### Task brief
Please retype the records below exactly as they appear, but leave out the pictures.

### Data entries
===

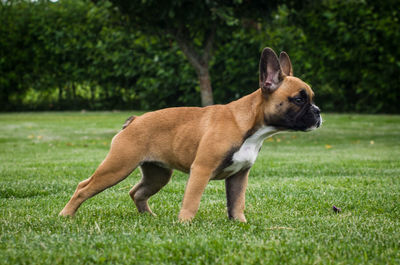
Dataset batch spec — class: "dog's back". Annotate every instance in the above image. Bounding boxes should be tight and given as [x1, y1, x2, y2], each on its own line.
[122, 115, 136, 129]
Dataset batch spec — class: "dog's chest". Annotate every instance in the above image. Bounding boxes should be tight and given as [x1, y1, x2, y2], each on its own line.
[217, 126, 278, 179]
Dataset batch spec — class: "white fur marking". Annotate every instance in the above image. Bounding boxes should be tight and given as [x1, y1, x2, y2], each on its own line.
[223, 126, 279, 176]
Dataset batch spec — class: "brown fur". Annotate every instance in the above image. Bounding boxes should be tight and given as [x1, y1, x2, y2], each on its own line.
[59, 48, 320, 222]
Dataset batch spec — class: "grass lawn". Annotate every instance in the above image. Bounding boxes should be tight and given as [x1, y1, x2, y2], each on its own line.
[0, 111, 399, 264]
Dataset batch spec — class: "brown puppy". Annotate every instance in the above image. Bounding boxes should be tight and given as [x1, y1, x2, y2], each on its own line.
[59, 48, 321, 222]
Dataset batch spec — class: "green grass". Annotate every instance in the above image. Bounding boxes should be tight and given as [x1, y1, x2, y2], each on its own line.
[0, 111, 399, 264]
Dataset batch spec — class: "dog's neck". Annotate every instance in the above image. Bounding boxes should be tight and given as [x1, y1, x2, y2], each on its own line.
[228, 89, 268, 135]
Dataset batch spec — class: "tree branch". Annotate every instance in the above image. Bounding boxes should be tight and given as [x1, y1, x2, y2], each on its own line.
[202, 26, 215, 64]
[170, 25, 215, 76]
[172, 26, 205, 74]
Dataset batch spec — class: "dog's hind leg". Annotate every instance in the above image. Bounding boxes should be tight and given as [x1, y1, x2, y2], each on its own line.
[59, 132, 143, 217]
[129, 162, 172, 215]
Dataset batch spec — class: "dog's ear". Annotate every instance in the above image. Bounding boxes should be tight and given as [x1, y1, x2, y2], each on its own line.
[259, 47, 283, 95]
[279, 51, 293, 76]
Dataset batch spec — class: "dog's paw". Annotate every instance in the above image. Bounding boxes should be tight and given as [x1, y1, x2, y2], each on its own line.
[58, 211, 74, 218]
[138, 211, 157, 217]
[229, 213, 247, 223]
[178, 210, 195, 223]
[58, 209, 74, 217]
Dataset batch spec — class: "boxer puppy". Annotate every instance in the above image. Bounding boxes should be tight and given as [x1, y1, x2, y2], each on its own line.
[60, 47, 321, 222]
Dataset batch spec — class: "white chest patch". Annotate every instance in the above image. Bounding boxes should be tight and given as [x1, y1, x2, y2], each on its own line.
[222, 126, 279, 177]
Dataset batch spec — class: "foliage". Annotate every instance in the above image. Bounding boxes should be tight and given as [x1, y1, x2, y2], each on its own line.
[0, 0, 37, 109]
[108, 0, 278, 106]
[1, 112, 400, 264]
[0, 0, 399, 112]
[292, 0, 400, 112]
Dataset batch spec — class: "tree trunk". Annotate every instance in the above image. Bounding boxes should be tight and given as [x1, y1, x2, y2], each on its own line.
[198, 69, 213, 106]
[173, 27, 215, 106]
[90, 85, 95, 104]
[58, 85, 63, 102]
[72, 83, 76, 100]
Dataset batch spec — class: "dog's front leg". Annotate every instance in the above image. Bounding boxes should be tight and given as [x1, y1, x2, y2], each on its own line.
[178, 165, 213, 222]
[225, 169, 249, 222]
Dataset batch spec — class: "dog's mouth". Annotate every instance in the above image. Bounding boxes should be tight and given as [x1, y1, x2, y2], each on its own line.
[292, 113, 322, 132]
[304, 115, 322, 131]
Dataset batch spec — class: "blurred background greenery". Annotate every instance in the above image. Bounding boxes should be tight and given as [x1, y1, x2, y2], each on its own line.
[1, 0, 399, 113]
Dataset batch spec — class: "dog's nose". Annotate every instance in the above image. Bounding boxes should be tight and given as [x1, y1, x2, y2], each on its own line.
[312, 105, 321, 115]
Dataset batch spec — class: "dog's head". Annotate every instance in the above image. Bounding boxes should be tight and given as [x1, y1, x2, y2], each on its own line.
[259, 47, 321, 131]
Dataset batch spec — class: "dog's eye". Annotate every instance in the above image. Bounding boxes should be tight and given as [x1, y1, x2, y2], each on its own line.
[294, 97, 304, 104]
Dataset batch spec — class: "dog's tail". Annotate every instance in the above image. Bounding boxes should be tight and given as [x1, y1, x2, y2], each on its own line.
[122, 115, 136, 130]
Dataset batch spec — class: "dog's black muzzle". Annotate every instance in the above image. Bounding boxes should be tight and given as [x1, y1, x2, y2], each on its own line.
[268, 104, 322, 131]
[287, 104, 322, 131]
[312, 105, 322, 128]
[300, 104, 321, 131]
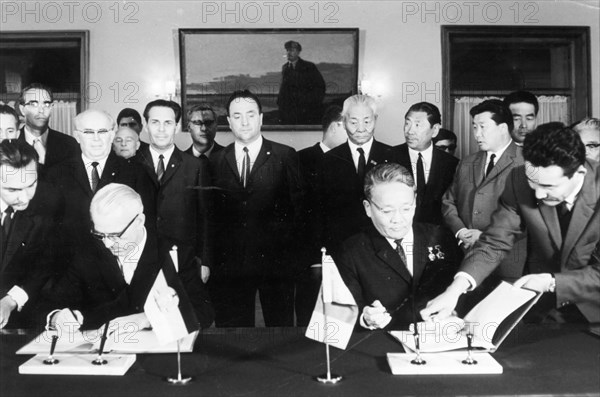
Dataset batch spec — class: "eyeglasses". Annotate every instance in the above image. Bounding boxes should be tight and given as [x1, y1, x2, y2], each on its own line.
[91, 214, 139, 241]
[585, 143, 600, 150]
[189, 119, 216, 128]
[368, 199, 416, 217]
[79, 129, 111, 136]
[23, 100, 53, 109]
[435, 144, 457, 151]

===

### The completed task
Dataset batch spec — class: "dog's back". Annotate every instance in the above image. Bounding boxes should be tight and given as [x1, y1, x2, y2], each on its own line.
[122, 115, 136, 129]
Dataset batch spec — class: "dog's chest". Annotate every instance in the above image. Bounding boxes should be tight and given as [x1, y1, x2, y2], each on its own line.
[217, 126, 278, 179]
Dataset batch spec — class: "white fur marking". Annotate every instance in the above image. Bounding boxes should be tight and given as [x1, y1, x2, y2], each on its own line.
[223, 126, 279, 176]
Dataset batch spec — class: "brown fur". Annotate every instance in the above image. Bounding boxes should be tight and given as [x1, y1, x2, y2], each on its own line.
[59, 48, 320, 222]
Dataset batch spec — class: "grass lawn". Annotate every instance in the above image. Bounding boxes should be tight and given as [x1, y1, x2, y2], each on its own line.
[0, 111, 399, 264]
Dataset batch spec — class: "brown puppy". Annotate every instance in the above image. Bounding boxes should be tight and given as [x1, y1, x2, y2], each on its own line.
[59, 48, 321, 222]
Dataset batch spec — class: "green grass". Annotate every instance in the above image. Bounding boxes should be tight and given as [x1, y1, x2, y2], each on its own line.
[0, 111, 399, 264]
Dataset batch spec — class: "dog's neck". Annotate every instance in the above image. Bounding boxes should be tight and given as [x1, y1, x2, y2], each on its own line.
[228, 89, 268, 135]
Dataset batch spec — class: "tree branch". Annotate every instance in the above image. Bounding boxes should be tight and given as [x1, y1, x2, y2], each on its own line.
[202, 26, 215, 64]
[170, 25, 215, 76]
[172, 26, 205, 74]
Dataset batch spec — class: "dog's hind leg". Annotate every instance in the above image. Bounding boxes should be tight and given as [x1, y1, x2, y2], each on its own line.
[59, 132, 143, 217]
[129, 162, 172, 215]
Dataset batch spec — class: "dog's ear". Annotate every instance in the above image. Bounding boxes should be tight and given as [x1, y1, x2, y2], each on its own line.
[259, 47, 283, 95]
[279, 51, 293, 76]
Dataset batch spec — class: "dog's paw". Annotate every instance in the above image. Bounding boxes should be tight and given as [x1, y1, x2, y2], each on its own line.
[58, 211, 74, 218]
[138, 211, 157, 217]
[229, 213, 247, 223]
[178, 210, 195, 223]
[58, 209, 74, 217]
Dataset batch spec — class: "boxer puppy". Annotate every instance in the above image. Bounding boxes should be tight and given as [x1, y1, x2, y2], each on its own line.
[60, 47, 321, 222]
Dataset batch spec — class: "white chest patch". Annotate every instance in the above image. Bounding boxes should be tight and given as [x1, y1, x2, y2], each on its own line.
[222, 126, 279, 177]
Dataset batch spec — class: "foliage". Annotate every instance in the above image. Bounding boxes should be tight and given as [x1, y1, x2, y2], each on its own line.
[0, 0, 37, 109]
[108, 0, 278, 106]
[1, 112, 400, 264]
[0, 0, 399, 112]
[292, 0, 400, 112]
Dataset batch spec — class: "tree trunk". Annotate every instance in the above image. Bounding boxes should be tight and given as [x1, y1, x2, y2], each on its own line.
[198, 69, 213, 106]
[173, 27, 215, 106]
[90, 85, 95, 104]
[58, 85, 63, 102]
[72, 83, 76, 100]
Dataset batch spec — class: "dog's front leg". Annotate every instance in the above image. Bounding boxes should be tight and given as [x1, y1, x2, y2], each on its own line.
[178, 165, 213, 222]
[225, 169, 249, 222]
Dataset batch spec — class: "dog's mouth". Annotate every instance in the above image. Bounding boxes should be tight and given as [x1, y1, x2, y2], each on its own line.
[292, 113, 322, 132]
[304, 115, 322, 131]
Dataset batch spec — class: "blurred background greenery". Annotate every instance in the above image. Bounding boxes should be tight and given as [x1, y1, x2, y2], each on its own line.
[1, 0, 399, 113]
Dataset batch spec — class: "dog's nose". Annotate every instance in the above image. Bounding boxes should be tight and given as [x1, y1, x2, y2], each on its own line.
[312, 105, 321, 115]
Dataset batch spec — class: "dog's head". Annotate every instance in the above image. Bounding boxes should be tight and given as [x1, y1, x2, y2], each on its own line.
[259, 47, 321, 131]
Dataset batch spec — class: "dog's eye". Annotate every instance in the above image. Bounding boxes should be tight and given as [x1, y1, x2, y2], each on its own line.
[294, 97, 304, 104]
Dataset batch spec — class: "dog's tail". Annotate every instance in the above image. Bounding boxes should be tight and given as [x1, y1, x2, y2], each on its own line.
[122, 115, 136, 130]
Dataset batch spec — class: "dog's black muzzle". Annotate every instance in the above image. Bounding boxes should be tight and given as [x1, y1, x2, y2], each on its own line.
[268, 104, 322, 131]
[287, 104, 322, 131]
[312, 105, 322, 128]
[300, 104, 321, 131]
Dataset batch spec — class: "eyeglasses". Annotate every instance in the above image. Bounding boxes should be tight and given as [x1, y1, x2, y2], each on its own line.
[91, 214, 139, 241]
[585, 143, 600, 150]
[189, 119, 216, 128]
[368, 199, 416, 217]
[79, 129, 111, 136]
[23, 100, 53, 109]
[435, 144, 457, 151]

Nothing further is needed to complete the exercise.